INSTRUCTIONS FOR THE TASK
Rewrite the records from the line containing "63L446 7L183 69L188" through the end of the records as a Markdown table with the columns Row and Line. Give each line its row number and leave out any blank lines.

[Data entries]
______________________________
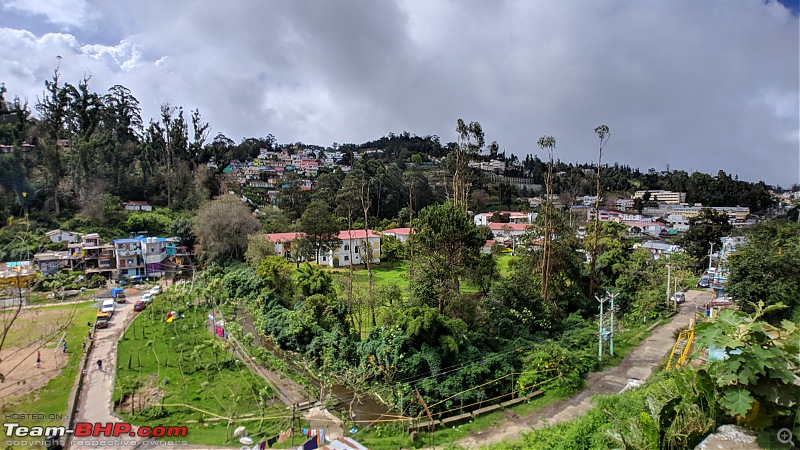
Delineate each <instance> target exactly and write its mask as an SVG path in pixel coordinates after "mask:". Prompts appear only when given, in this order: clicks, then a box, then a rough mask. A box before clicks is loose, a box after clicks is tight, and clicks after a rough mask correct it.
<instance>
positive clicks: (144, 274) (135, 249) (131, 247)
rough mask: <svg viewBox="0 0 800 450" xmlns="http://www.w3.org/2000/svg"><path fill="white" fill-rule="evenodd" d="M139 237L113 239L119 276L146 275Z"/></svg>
mask: <svg viewBox="0 0 800 450" xmlns="http://www.w3.org/2000/svg"><path fill="white" fill-rule="evenodd" d="M143 242H144V241H143V240H142V239H140V238H130V239H115V240H114V251H115V252H116V260H117V270H118V272H119V278H121V279H122V278H134V277H144V276H147V272H146V267H147V266H146V264H145V260H144V251H143V249H142V243H143Z"/></svg>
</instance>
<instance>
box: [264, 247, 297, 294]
mask: <svg viewBox="0 0 800 450" xmlns="http://www.w3.org/2000/svg"><path fill="white" fill-rule="evenodd" d="M256 274H258V276H260V277H261V278H262V279H263V280H264V284H265V286H266V287H267V288H268V289H270V290H272V291H273V292H274V293H275V294H276V295H278V296H279V297H280V298H282V299H283V301H284V304H288V303H289V302H290V301H291V299H292V292H293V290H294V287H293V286H294V284H293V282H292V266H290V265H289V262H288V261H286V258H283V257H280V256H275V255H272V256H267V257H265V258H264V259H263V260H261V263H259V265H258V268H256Z"/></svg>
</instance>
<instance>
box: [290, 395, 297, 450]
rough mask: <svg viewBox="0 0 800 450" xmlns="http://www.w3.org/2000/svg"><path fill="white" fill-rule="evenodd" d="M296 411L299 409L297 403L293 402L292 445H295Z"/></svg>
mask: <svg viewBox="0 0 800 450" xmlns="http://www.w3.org/2000/svg"><path fill="white" fill-rule="evenodd" d="M295 411H297V403H293V404H292V433H291V436H292V447H294V419H295Z"/></svg>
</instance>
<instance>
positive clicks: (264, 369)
mask: <svg viewBox="0 0 800 450" xmlns="http://www.w3.org/2000/svg"><path fill="white" fill-rule="evenodd" d="M235 348H236V349H238V350H237V351H235V352H234V354H235V355H236V356H237V357H238V358H239V359H240V360H241V361H242V362H243V363H244V364H245V365H246V366H247V367H249V368H250V370H251V371H253V372H254V373H256V374H258V375H260V376H261V377H262V378H264V380H265V381H267V382H268V383H270V384H271V385H272V386H273V387H274V388H275V390H276V391H277V392H278V399H279V400H280V401H282V402H283V403H284V404H285V405H286V406H287V408H291V407H292V405H301V406H303V407H302V408H301V411H300V414H301V416H302V417H303V418H304V419H305V420H306V421H308V427H309V428H317V429H320V428H321V429H324V430H325V436H326V438H328V439H329V440H333V439H338V438H340V437H342V436H344V426H343V425H342V421H341V420H340V419H339V418H338V417H336V416H334V415H333V414H332V413H331V412H330V411H328V409H327V408H326V407H325V406H324V405H322V403H321V402H316V403H315V404H313V406H312V400H313V399H312V398H311V396H310V395H309V394H308V392H306V390H305V389H304V388H303V386H301V385H300V384H299V383H297V382H295V381H294V380H292V379H291V378H289V377H288V376H286V375H284V374H283V373H281V372H278V371H273V370H269V369H266V368H264V367H262V366H260V365H258V364H257V363H255V362H254V361H252V359H251V358H250V357H249V356H248V355H247V354H246V352H245V351H244V350H243V349H242V348H241V347H240V346H236V347H235Z"/></svg>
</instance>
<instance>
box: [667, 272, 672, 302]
mask: <svg viewBox="0 0 800 450" xmlns="http://www.w3.org/2000/svg"><path fill="white" fill-rule="evenodd" d="M670 269H671V267H670V265H669V264H667V307H669V283H670V277H671V275H672V274H671V271H670Z"/></svg>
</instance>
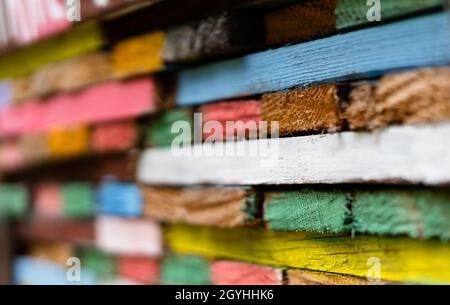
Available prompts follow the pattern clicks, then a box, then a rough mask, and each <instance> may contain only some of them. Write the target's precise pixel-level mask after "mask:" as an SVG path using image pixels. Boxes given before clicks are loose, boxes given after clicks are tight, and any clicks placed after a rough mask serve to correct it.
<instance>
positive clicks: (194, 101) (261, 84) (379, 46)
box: [176, 12, 450, 106]
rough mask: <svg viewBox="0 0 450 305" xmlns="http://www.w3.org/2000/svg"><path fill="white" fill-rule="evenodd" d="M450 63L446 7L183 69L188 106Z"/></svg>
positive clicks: (186, 96) (184, 90)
______________________________
WRITTEN RESPONSE
| Row | Line |
|---|---|
| 1 | rough mask: <svg viewBox="0 0 450 305" xmlns="http://www.w3.org/2000/svg"><path fill="white" fill-rule="evenodd" d="M450 63L446 7L183 69L188 106Z"/></svg> |
| 2 | positive clicks: (186, 96) (184, 90) |